====== SUPPLIED DATA ======
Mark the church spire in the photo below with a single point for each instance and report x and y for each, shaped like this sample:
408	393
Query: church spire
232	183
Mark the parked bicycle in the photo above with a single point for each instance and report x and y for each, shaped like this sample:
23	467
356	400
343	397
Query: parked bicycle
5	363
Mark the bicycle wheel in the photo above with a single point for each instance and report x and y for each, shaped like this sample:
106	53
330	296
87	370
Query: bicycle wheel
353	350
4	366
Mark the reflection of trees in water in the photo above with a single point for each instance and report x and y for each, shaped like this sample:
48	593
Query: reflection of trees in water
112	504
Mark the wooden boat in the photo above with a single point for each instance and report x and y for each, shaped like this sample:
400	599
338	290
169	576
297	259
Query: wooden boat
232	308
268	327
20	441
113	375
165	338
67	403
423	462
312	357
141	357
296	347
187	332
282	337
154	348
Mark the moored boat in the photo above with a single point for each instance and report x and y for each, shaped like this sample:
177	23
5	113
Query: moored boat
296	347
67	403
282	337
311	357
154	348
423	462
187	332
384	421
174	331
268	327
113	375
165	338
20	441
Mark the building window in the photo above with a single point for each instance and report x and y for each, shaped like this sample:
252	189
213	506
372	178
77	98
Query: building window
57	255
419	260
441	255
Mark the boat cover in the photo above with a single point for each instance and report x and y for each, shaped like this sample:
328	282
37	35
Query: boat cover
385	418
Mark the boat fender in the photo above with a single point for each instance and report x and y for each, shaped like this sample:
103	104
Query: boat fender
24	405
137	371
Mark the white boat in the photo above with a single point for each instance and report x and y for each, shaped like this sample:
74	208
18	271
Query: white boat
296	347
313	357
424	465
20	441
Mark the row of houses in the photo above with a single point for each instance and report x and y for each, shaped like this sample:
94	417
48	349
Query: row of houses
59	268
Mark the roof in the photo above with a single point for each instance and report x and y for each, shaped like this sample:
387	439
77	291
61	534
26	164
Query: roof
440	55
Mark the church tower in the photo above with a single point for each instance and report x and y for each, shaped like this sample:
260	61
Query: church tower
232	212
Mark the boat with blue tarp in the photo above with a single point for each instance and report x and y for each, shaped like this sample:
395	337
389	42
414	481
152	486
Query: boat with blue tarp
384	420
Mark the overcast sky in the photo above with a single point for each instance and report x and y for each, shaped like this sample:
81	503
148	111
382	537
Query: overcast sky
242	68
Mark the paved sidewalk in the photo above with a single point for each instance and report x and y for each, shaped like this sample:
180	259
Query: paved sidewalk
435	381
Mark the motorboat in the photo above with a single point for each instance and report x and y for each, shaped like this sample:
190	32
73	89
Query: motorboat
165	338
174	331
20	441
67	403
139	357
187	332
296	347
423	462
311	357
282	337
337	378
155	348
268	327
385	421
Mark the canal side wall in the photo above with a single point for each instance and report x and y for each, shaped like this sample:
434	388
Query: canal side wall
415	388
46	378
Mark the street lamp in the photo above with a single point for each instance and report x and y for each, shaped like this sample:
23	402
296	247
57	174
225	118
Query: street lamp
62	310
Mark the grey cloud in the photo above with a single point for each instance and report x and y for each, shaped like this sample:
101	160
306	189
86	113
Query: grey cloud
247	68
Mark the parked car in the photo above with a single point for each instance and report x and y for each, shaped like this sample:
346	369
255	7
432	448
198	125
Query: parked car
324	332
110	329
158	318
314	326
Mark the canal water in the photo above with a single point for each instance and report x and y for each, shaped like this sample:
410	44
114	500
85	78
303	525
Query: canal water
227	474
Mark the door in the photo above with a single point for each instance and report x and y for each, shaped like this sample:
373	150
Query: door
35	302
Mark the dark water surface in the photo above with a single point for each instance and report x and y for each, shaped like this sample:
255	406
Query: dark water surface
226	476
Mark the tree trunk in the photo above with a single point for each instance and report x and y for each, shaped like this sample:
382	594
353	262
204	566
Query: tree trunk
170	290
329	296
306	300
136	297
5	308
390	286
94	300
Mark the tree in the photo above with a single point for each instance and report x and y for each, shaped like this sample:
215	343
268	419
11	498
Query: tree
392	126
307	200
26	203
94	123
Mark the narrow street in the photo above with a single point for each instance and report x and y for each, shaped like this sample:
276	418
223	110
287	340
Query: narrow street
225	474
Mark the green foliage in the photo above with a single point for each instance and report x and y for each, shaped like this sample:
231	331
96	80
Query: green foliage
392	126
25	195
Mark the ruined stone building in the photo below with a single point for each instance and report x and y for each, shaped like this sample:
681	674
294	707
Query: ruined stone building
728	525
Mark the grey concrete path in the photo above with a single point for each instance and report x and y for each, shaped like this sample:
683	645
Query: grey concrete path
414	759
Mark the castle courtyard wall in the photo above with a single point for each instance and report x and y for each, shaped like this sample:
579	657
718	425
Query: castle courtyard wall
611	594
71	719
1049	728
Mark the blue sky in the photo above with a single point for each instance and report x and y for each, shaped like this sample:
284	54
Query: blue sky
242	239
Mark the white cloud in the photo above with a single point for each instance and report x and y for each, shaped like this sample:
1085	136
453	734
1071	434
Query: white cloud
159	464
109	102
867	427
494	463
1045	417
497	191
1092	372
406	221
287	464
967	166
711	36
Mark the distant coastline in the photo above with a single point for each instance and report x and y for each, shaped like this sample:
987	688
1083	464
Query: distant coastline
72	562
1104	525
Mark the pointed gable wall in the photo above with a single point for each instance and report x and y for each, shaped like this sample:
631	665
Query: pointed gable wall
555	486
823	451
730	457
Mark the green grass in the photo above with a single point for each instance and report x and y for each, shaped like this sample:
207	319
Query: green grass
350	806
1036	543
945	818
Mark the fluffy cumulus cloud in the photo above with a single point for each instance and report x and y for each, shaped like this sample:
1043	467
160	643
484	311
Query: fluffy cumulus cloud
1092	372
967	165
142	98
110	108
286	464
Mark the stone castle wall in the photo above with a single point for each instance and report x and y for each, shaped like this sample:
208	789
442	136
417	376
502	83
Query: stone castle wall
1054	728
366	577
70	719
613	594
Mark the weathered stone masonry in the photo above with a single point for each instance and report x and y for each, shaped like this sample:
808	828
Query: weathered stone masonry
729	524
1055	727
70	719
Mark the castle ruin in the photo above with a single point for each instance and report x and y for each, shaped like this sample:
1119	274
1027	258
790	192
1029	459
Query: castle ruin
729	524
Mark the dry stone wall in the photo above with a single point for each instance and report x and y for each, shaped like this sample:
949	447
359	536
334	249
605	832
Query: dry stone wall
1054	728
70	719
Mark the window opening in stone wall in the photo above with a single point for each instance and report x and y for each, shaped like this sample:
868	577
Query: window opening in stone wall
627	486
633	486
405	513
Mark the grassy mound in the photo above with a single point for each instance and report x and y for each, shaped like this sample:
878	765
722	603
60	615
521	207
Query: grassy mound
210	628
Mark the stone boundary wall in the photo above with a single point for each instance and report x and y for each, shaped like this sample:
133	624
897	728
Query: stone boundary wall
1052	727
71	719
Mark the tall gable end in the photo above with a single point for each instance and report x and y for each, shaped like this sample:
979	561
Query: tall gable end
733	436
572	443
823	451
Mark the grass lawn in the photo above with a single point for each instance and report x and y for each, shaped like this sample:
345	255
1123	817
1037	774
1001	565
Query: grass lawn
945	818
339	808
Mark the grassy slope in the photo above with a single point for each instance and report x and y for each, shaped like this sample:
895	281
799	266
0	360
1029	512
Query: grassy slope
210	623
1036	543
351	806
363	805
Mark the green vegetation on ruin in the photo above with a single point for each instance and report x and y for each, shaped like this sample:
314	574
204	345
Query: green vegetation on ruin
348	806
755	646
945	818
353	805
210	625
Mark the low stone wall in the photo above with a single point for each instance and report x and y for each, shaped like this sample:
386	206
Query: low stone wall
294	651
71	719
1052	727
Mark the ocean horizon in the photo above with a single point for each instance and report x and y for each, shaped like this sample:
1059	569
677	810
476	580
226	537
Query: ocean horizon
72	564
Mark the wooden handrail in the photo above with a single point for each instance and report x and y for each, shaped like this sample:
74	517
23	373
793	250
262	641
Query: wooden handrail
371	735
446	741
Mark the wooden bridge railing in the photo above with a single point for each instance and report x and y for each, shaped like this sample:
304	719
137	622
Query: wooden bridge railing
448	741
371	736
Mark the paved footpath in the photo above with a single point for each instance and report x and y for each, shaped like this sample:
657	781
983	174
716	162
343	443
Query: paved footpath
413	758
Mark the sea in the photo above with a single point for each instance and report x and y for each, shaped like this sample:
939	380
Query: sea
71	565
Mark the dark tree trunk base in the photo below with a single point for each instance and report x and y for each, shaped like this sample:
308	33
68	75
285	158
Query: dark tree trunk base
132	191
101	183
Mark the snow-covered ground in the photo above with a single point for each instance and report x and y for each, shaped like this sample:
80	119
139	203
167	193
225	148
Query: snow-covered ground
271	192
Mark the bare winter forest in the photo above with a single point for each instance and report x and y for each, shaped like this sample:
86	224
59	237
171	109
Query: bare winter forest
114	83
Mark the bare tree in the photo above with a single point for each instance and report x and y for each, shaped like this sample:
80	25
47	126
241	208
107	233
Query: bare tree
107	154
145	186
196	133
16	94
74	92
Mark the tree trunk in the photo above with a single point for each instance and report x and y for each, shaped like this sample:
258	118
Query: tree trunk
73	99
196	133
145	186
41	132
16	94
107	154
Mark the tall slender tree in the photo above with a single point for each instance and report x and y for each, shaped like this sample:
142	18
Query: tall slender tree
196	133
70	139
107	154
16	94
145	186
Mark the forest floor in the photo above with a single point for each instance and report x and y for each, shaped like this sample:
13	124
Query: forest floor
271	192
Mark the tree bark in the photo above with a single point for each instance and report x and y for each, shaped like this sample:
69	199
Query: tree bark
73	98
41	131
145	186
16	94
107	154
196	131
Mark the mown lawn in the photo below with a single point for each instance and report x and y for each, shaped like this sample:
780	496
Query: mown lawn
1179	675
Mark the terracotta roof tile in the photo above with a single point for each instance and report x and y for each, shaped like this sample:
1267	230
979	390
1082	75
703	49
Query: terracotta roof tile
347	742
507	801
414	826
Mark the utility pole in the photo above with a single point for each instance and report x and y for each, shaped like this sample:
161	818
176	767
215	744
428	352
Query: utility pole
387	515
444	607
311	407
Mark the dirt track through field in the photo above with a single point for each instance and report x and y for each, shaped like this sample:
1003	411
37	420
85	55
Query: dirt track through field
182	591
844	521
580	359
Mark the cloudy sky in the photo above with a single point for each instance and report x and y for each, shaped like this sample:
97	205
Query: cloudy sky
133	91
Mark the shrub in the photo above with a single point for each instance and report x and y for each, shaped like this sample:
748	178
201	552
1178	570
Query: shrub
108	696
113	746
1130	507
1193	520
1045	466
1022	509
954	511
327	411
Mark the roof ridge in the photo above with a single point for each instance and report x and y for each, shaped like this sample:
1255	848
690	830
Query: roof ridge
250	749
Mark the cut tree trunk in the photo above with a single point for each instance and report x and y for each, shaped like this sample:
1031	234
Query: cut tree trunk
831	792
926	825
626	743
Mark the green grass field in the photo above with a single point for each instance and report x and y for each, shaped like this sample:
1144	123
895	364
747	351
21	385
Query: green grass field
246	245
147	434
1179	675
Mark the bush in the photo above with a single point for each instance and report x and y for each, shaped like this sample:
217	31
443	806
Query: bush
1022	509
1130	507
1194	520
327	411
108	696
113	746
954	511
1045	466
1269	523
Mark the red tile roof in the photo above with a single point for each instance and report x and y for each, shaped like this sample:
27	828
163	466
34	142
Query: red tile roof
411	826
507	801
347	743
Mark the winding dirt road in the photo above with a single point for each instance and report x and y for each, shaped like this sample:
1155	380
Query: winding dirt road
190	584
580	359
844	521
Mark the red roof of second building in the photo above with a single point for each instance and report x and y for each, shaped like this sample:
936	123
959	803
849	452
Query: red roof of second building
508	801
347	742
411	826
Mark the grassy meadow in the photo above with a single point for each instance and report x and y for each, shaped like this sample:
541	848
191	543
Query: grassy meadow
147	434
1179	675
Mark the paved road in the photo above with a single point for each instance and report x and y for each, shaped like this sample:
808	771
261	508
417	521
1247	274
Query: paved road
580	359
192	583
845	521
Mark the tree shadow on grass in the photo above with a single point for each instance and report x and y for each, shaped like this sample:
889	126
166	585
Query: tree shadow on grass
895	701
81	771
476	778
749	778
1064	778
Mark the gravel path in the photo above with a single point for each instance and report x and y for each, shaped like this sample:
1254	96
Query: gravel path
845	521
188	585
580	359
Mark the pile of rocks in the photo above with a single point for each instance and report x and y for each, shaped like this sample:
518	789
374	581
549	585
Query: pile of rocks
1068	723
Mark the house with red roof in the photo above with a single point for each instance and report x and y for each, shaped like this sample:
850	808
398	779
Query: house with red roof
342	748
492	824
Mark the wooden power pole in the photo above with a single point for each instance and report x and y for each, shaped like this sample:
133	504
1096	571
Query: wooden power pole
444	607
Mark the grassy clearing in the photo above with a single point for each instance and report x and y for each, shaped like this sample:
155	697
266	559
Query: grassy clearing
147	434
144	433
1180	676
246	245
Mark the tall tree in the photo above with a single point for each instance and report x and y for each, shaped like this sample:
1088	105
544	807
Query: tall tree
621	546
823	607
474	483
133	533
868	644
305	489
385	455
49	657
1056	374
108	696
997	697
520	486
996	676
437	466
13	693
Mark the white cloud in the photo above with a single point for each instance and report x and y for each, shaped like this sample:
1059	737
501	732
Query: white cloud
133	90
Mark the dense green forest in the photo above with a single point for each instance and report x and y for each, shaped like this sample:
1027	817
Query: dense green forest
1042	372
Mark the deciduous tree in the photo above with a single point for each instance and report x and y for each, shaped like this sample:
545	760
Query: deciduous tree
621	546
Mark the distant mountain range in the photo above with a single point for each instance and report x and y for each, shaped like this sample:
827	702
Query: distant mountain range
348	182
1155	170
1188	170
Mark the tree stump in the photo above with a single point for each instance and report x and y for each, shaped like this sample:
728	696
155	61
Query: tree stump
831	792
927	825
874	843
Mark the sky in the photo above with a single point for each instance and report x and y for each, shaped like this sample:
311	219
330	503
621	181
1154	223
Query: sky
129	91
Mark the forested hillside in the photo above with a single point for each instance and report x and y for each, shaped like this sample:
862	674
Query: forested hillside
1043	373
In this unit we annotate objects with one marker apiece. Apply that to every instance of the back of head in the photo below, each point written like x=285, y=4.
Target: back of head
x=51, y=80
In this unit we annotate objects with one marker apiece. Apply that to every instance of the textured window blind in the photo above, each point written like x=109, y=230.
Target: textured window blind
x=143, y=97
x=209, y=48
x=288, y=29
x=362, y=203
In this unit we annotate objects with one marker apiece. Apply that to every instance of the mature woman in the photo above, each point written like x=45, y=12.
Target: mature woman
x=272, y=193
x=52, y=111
======
Count the lines above that include the word "marker". Reply with that number alone.

EXPECTED OUTPUT:
3